**Aim of the exercise:** Return every line of the data below without any change, but leave the pictures out of your answer.

**Material for this task:**
==*==
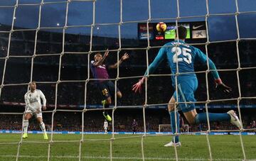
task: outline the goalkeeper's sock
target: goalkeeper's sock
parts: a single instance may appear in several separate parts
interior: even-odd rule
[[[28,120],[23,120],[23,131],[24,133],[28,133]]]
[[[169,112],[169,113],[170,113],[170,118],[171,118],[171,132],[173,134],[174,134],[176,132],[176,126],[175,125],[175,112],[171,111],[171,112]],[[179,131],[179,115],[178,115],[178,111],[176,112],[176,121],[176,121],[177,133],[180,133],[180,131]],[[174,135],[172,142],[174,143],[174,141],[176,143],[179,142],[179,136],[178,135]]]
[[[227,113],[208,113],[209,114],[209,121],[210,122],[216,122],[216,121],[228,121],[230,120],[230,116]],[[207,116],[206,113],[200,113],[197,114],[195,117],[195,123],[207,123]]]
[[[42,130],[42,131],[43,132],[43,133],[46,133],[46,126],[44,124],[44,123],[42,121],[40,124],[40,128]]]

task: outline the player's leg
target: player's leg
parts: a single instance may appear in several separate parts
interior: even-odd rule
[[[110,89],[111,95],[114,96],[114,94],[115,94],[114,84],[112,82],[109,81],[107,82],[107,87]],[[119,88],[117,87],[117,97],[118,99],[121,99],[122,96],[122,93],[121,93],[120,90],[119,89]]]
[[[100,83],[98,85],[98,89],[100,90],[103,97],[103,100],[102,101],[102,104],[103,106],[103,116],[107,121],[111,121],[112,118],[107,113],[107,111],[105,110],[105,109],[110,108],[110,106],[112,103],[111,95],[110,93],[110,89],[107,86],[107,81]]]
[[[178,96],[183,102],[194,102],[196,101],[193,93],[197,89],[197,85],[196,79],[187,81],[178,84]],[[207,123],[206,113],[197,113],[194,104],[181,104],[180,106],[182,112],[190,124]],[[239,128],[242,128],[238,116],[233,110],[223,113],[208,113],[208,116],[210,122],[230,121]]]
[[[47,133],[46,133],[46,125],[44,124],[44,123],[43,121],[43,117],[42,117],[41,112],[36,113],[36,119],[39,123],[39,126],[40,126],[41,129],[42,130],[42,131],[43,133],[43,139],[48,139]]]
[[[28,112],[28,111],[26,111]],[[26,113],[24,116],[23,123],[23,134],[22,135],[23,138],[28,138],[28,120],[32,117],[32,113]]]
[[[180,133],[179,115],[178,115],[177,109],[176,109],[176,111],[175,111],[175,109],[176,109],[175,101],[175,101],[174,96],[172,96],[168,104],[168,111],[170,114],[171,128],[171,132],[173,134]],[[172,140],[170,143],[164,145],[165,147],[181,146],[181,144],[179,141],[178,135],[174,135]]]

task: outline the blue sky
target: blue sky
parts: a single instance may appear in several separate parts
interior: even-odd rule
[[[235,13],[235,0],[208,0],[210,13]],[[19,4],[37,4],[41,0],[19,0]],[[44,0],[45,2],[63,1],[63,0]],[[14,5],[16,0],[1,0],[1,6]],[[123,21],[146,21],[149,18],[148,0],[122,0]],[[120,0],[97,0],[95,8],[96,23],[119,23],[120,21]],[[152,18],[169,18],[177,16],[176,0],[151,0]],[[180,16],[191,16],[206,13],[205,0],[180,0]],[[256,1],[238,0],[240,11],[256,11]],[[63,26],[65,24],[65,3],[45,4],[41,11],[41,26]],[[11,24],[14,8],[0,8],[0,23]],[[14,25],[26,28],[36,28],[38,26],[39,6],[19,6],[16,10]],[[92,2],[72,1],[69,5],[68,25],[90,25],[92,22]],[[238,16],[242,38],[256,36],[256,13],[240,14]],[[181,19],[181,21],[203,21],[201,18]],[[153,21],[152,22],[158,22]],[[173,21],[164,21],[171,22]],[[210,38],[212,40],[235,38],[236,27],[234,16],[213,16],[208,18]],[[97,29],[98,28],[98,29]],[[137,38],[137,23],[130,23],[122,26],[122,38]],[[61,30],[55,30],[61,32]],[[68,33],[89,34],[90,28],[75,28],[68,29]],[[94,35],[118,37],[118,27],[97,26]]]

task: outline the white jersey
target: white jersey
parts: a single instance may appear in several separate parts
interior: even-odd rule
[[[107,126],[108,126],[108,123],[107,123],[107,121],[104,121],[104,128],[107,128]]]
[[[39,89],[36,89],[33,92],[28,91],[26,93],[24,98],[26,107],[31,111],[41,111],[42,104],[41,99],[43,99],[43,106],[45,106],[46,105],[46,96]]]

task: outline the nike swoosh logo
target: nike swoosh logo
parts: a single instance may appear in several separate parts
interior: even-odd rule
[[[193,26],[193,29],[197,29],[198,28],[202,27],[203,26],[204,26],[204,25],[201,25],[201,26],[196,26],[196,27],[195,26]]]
==*==
**Answer to this problem:**
task: outline the goalkeeper's sock
target: goalkeeper's sock
parts: a single instance may appear in several separate parts
interior: even-odd rule
[[[28,120],[23,120],[23,131],[24,133],[28,133]]]
[[[169,112],[169,113],[170,113],[170,118],[171,118],[171,132],[173,134],[174,134],[176,132],[176,126],[175,125],[175,112],[171,111],[171,112]],[[179,131],[179,115],[178,115],[178,111],[176,112],[176,121],[176,121],[177,133],[180,133],[180,131]],[[174,135],[172,142],[174,143],[174,141],[176,143],[179,142],[179,136],[178,135]]]
[[[227,113],[208,113],[209,114],[209,121],[210,122],[216,122],[216,121],[228,121],[230,120],[230,116]],[[207,116],[206,113],[200,113],[197,114],[195,117],[195,123],[207,123]]]
[[[42,130],[42,131],[43,132],[43,133],[46,133],[46,126],[44,124],[44,123],[42,121],[40,124],[40,128]]]

task: outline the player's leg
target: player's leg
parts: a single instance may appear in several separate parts
interior: even-odd rule
[[[110,89],[111,95],[114,96],[114,94],[115,94],[114,84],[112,82],[109,81],[107,82],[107,87]],[[119,88],[117,87],[117,97],[118,99],[121,99],[122,96],[122,93],[121,93],[120,90],[119,89]]]
[[[100,83],[98,85],[98,89],[100,90],[103,97],[103,100],[102,101],[102,104],[103,106],[103,116],[107,121],[111,121],[112,118],[107,113],[107,111],[105,110],[105,109],[110,108],[110,106],[112,103],[111,95],[110,93],[110,89],[107,86],[107,81]]]
[[[178,96],[183,102],[194,102],[196,101],[193,93],[197,89],[197,85],[196,79],[187,81],[178,84]],[[207,123],[206,113],[197,113],[194,104],[181,104],[180,106],[182,112],[190,124]],[[239,128],[242,128],[238,116],[233,110],[223,113],[208,113],[208,116],[210,122],[230,121]]]
[[[47,133],[46,133],[46,125],[44,124],[44,123],[43,121],[43,117],[42,117],[41,112],[36,113],[36,119],[39,123],[39,126],[40,126],[41,129],[42,130],[42,131],[43,133],[43,139],[48,139]]]
[[[28,112],[28,111],[26,111]],[[26,113],[24,116],[23,123],[23,134],[22,135],[23,138],[28,138],[28,120],[32,117],[32,113]]]
[[[180,133],[179,115],[178,115],[177,109],[176,109],[176,111],[175,111],[175,109],[176,109],[175,101],[175,101],[174,96],[172,96],[168,104],[168,111],[170,114],[171,128],[171,132],[173,134]],[[172,140],[170,143],[164,145],[165,147],[181,146],[181,144],[179,141],[178,135],[174,135]]]

task: outline the blue sky
target: blue sky
parts: a single instance may appear in several separate parts
interior: even-odd rule
[[[235,13],[235,0],[208,0],[210,13]],[[19,4],[37,4],[41,0],[19,0]],[[44,0],[45,2],[63,1],[63,0]],[[14,5],[16,0],[1,0],[1,6]],[[123,21],[146,21],[149,18],[148,0],[122,0]],[[120,0],[97,0],[95,8],[96,23],[119,23],[120,21]],[[152,18],[169,18],[177,16],[176,0],[151,0]],[[180,16],[191,16],[206,13],[205,0],[180,0]],[[256,1],[238,0],[240,11],[256,11]],[[63,26],[65,24],[65,3],[45,4],[41,11],[41,26]],[[11,24],[14,8],[0,8],[0,23]],[[14,25],[26,28],[36,28],[38,26],[39,6],[19,6],[16,10]],[[92,2],[72,1],[69,5],[68,25],[90,25],[92,22]],[[238,16],[242,38],[256,36],[256,13],[240,14]],[[181,19],[181,21],[203,21],[201,18]],[[153,21],[152,22],[158,22]],[[173,21],[164,21],[171,22]],[[210,38],[212,40],[235,38],[236,27],[234,16],[213,16],[208,18]],[[97,29],[98,28],[98,29]],[[137,38],[137,23],[130,23],[122,26],[122,38]],[[61,30],[55,30],[61,32]],[[68,33],[89,34],[90,28],[75,28],[68,29]],[[94,35],[118,37],[118,27],[97,26]]]

task: outline the white jersey
target: white jersey
parts: a single instance may appear in several separate parts
interior: even-odd rule
[[[107,126],[108,126],[108,123],[107,123],[107,121],[104,121],[104,128],[107,128]]]
[[[39,89],[36,89],[33,92],[28,91],[26,93],[24,98],[26,107],[31,111],[41,111],[42,104],[41,99],[43,99],[43,106],[45,106],[46,105],[46,96]]]

task: outline the nike swoosh logo
target: nike swoosh logo
parts: a single instance may appear in several separate parts
interior: even-odd rule
[[[193,26],[193,29],[197,29],[198,28],[202,27],[203,26],[204,26],[204,25],[201,25],[201,26],[196,26],[196,27],[195,26]]]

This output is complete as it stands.